─── DATASET EXTRACT
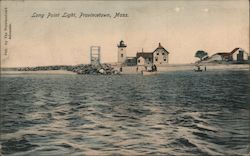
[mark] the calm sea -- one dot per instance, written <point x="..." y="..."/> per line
<point x="177" y="113"/>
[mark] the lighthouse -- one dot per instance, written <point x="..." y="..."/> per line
<point x="122" y="55"/>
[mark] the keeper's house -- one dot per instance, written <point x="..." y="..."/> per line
<point x="158" y="57"/>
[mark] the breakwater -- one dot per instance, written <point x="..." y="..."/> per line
<point x="104" y="69"/>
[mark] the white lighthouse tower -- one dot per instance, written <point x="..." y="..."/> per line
<point x="122" y="55"/>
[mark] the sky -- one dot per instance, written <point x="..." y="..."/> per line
<point x="182" y="27"/>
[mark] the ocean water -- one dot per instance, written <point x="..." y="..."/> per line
<point x="176" y="113"/>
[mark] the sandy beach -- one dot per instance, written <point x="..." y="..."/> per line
<point x="133" y="70"/>
<point x="188" y="67"/>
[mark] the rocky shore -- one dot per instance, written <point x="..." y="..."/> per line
<point x="102" y="69"/>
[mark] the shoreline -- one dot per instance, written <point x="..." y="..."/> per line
<point x="132" y="69"/>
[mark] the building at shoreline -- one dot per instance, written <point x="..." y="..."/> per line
<point x="158" y="57"/>
<point x="237" y="55"/>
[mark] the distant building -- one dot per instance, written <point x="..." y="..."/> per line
<point x="158" y="57"/>
<point x="122" y="55"/>
<point x="236" y="55"/>
<point x="131" y="61"/>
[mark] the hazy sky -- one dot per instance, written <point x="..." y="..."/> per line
<point x="182" y="27"/>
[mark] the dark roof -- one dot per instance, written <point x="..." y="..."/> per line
<point x="144" y="54"/>
<point x="223" y="54"/>
<point x="227" y="53"/>
<point x="122" y="44"/>
<point x="233" y="51"/>
<point x="160" y="47"/>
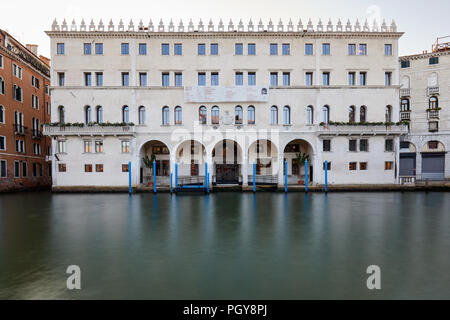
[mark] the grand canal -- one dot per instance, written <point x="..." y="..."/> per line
<point x="225" y="245"/>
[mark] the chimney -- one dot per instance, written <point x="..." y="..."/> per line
<point x="32" y="48"/>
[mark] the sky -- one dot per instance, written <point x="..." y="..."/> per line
<point x="422" y="21"/>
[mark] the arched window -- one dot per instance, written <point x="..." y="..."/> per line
<point x="274" y="115"/>
<point x="326" y="114"/>
<point x="309" y="115"/>
<point x="433" y="104"/>
<point x="125" y="114"/>
<point x="286" y="115"/>
<point x="362" y="114"/>
<point x="165" y="116"/>
<point x="388" y="114"/>
<point x="141" y="115"/>
<point x="351" y="114"/>
<point x="2" y="114"/>
<point x="87" y="114"/>
<point x="238" y="115"/>
<point x="215" y="115"/>
<point x="202" y="115"/>
<point x="251" y="115"/>
<point x="61" y="114"/>
<point x="99" y="113"/>
<point x="404" y="105"/>
<point x="178" y="115"/>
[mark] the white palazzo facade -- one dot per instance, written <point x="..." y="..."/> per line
<point x="233" y="97"/>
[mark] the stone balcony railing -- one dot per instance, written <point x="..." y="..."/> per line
<point x="365" y="129"/>
<point x="433" y="90"/>
<point x="88" y="130"/>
──────
- [TASK]
Copy every record character for character. Skip the pictures.

- [OUTPUT]
[mark] the calm sea -- one dot per instance, written <point x="..." y="..."/> per line
<point x="177" y="113"/>
[mark] the lighthouse -- one dot per instance, written <point x="..." y="..."/> per line
<point x="122" y="55"/>
[mark] the keeper's house -- one dot per instance, written <point x="..." y="..."/> per line
<point x="158" y="57"/>
[mark] the breakwater -- one dot per instance, written <point x="..." y="..."/> per line
<point x="104" y="69"/>
[mark] the white lighthouse tower -- one dot per instance, written <point x="..." y="..."/> per line
<point x="122" y="55"/>
[mark] the sky -- one dot per instance, written <point x="..." y="..."/> per line
<point x="182" y="27"/>
[mark] the ocean water -- one dot per instance, written <point x="..." y="..."/> per line
<point x="176" y="113"/>
[mark] the sandy beach -- one dot per instance, written <point x="..." y="..."/> per line
<point x="133" y="70"/>
<point x="188" y="67"/>
[mark] the rocky shore -- one dot per instance, written <point x="..." y="..."/> per line
<point x="102" y="69"/>
[mark] the shoreline -- one dot per instance, written <point x="..." y="..."/> per line
<point x="132" y="69"/>
[mark] the building at shoreline -- one dot per instance, written <point x="..." y="..."/> per line
<point x="158" y="57"/>
<point x="237" y="55"/>
[mark] the distant building -- one dot per instance, written <point x="..." y="..."/> per line
<point x="158" y="57"/>
<point x="122" y="55"/>
<point x="236" y="55"/>
<point x="131" y="61"/>
[mark] the hazy sky -- one dot per instance, written <point x="..." y="..."/> per line
<point x="182" y="27"/>
[mark] the dark roof -- one dot per instance, written <point x="..." y="..."/> per line
<point x="144" y="54"/>
<point x="223" y="54"/>
<point x="227" y="53"/>
<point x="122" y="44"/>
<point x="233" y="51"/>
<point x="160" y="47"/>
[mark] the grand canal -- one dot per instance, written <point x="..." y="..."/> per line
<point x="225" y="245"/>
[mark] the chimney -- one dot per instance, written <point x="..." y="..."/> per line
<point x="32" y="48"/>
[mark] the sky -- one dot per instance, written <point x="..." y="..."/> per line
<point x="422" y="21"/>
[mark] the arched window -- one dot per instance, written <point x="..." y="..."/> per line
<point x="274" y="115"/>
<point x="326" y="114"/>
<point x="309" y="115"/>
<point x="433" y="104"/>
<point x="125" y="114"/>
<point x="286" y="115"/>
<point x="362" y="114"/>
<point x="165" y="116"/>
<point x="388" y="114"/>
<point x="141" y="115"/>
<point x="351" y="114"/>
<point x="2" y="114"/>
<point x="87" y="114"/>
<point x="238" y="115"/>
<point x="215" y="115"/>
<point x="202" y="115"/>
<point x="251" y="115"/>
<point x="61" y="114"/>
<point x="99" y="113"/>
<point x="404" y="105"/>
<point x="178" y="115"/>
[mark] the white palazzo facade -- one dot per instance, written <point x="..." y="..."/> per line
<point x="233" y="97"/>
[mark] the stone balcony railing -- one dot per instance, written <point x="..." y="..."/> per line
<point x="365" y="129"/>
<point x="433" y="90"/>
<point x="88" y="130"/>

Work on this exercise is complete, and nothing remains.